Rescale the records from the line containing "Your objective is to locate every instance of glowing" down to the line containing "[1015,80,1288,323]", both included, and give only those lines again with their requests. Multiply every bounding box coordinate in the answers by 0.5 and round to whole numbers, with halves going up.

>> Begin Provided records

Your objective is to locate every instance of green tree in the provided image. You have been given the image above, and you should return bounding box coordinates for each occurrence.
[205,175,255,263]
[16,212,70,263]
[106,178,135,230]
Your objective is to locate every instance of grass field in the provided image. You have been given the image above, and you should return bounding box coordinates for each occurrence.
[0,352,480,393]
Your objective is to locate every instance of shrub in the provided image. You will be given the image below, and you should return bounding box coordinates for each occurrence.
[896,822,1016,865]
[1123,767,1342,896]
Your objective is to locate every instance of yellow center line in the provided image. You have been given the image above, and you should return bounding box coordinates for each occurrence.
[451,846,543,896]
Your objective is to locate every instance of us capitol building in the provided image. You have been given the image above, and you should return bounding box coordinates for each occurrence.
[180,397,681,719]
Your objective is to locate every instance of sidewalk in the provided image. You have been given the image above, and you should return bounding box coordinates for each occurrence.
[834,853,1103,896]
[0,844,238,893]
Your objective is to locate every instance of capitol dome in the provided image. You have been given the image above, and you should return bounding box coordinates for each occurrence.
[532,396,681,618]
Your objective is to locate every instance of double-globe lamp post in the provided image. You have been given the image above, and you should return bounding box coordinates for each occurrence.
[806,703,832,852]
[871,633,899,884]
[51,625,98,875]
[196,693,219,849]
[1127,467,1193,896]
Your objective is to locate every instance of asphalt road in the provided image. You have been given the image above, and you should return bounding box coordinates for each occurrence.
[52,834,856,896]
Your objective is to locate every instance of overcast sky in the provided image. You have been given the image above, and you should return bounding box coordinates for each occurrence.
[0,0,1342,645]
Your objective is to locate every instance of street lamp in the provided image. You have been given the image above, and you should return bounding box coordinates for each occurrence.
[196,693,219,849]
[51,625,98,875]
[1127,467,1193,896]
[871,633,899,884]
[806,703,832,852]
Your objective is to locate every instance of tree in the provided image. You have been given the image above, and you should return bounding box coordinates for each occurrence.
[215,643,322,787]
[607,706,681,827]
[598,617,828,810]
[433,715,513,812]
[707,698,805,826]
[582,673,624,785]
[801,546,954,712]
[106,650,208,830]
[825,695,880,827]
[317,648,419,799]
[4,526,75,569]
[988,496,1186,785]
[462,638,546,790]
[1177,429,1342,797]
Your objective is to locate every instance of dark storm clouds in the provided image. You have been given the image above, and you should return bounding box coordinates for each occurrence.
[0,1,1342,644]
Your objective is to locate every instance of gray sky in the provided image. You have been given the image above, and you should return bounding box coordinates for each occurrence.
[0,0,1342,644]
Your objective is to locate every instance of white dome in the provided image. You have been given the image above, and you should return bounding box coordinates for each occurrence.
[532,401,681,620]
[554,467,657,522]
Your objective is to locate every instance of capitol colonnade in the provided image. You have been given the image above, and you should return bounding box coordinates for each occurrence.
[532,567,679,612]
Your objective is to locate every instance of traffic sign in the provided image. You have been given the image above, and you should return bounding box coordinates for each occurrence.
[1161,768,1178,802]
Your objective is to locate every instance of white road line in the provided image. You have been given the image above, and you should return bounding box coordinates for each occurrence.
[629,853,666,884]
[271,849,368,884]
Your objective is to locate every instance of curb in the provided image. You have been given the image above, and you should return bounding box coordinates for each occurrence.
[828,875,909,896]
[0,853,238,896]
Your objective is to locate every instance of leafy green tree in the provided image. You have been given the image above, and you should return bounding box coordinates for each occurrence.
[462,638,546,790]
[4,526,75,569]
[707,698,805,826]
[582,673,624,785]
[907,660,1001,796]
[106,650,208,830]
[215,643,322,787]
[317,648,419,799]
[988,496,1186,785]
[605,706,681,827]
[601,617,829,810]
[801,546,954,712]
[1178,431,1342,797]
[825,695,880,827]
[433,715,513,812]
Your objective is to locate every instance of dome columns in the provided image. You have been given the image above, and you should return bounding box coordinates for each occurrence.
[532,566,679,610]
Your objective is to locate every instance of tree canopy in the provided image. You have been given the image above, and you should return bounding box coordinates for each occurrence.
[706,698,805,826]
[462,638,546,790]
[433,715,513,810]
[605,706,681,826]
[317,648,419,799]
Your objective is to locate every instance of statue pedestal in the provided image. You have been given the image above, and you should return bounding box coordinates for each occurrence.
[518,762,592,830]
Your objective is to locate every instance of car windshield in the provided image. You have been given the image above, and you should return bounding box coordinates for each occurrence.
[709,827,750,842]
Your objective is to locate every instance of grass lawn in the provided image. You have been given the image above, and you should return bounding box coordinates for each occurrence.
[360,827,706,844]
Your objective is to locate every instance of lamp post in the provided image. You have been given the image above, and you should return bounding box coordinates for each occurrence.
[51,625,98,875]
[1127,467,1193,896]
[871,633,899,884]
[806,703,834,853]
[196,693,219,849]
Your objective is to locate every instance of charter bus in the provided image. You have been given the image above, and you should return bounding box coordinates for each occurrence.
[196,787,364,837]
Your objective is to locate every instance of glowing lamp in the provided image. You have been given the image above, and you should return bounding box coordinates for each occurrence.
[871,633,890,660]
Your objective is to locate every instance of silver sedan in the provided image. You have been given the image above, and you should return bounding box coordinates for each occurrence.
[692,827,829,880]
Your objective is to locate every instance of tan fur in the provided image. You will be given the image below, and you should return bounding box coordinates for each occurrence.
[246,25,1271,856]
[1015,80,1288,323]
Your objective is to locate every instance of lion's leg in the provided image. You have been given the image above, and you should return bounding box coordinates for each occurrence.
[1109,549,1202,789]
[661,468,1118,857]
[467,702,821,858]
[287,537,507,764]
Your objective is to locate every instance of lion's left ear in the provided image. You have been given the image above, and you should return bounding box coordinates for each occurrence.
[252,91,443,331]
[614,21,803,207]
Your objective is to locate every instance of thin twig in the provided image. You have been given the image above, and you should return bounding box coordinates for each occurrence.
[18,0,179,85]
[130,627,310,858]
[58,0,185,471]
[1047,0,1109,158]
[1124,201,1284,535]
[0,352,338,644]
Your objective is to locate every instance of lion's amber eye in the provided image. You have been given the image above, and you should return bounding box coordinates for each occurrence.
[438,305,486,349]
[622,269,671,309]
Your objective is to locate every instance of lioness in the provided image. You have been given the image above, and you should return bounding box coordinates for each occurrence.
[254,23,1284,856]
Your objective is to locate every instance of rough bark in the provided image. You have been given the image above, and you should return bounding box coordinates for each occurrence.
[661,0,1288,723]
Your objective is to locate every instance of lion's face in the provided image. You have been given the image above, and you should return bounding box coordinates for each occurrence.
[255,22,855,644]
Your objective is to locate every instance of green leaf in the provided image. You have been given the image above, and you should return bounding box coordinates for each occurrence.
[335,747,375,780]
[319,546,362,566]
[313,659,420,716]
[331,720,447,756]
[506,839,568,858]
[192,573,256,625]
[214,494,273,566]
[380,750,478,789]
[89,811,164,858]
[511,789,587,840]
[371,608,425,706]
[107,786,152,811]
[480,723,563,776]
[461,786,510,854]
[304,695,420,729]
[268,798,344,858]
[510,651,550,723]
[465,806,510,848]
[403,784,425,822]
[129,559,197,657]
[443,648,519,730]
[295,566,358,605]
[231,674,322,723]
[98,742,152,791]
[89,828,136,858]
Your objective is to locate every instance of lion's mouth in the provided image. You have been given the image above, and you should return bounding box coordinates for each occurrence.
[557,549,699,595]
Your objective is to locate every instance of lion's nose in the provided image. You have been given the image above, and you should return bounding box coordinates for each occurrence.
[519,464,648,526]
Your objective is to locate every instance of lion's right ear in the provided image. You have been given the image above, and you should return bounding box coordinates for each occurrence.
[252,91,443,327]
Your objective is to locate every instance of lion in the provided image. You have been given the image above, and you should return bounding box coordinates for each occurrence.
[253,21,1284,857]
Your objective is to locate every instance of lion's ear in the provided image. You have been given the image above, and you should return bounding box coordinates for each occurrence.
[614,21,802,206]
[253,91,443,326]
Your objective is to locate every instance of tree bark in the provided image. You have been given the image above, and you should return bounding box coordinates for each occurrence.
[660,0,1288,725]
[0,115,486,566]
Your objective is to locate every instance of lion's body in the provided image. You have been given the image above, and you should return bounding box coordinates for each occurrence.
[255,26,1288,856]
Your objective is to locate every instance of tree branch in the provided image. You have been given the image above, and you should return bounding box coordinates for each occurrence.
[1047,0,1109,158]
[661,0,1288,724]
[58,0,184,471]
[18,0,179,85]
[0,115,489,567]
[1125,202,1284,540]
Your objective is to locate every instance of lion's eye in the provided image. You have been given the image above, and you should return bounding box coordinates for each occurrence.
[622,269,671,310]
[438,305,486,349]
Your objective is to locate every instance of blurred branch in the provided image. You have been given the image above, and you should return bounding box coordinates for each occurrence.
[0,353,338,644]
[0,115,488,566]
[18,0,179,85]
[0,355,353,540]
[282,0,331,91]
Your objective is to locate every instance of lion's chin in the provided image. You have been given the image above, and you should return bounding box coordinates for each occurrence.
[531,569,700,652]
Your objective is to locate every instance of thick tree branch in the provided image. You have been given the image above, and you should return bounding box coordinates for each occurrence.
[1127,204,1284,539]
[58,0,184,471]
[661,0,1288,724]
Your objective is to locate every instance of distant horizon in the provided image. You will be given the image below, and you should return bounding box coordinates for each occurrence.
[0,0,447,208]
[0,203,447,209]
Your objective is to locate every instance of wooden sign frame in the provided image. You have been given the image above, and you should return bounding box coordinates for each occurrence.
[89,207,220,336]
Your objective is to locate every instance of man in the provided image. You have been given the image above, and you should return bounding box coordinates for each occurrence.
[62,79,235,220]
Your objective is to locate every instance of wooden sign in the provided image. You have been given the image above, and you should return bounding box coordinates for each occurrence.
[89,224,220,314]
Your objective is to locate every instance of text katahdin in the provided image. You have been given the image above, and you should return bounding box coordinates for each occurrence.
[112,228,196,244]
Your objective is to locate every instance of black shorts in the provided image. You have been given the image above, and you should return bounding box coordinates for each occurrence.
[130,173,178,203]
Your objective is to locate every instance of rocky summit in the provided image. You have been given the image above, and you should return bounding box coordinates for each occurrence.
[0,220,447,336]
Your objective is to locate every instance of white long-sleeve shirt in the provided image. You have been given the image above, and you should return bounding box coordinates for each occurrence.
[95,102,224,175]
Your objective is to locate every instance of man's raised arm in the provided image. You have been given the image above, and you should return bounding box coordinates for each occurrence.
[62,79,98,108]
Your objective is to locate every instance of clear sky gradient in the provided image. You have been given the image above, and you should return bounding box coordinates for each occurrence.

>> End Provided records

**Solution for this problem**
Your objective is to locate every instance of glowing lamp in the provided image. You have been given the image above, and you should return bounding box coordinates for each occurrence.
[436,317,445,330]
Your objective is to locate every instance of silver sedan in the provided image. You have been given the image above, and you should return bounding box coordinates for each occurrence.
[346,414,415,440]
Your objective is to locate every instance of tan fur in the provided image. You will be given the image below, and you should return bounding box coordinates for each occurrence.
[123,13,636,428]
[508,40,644,162]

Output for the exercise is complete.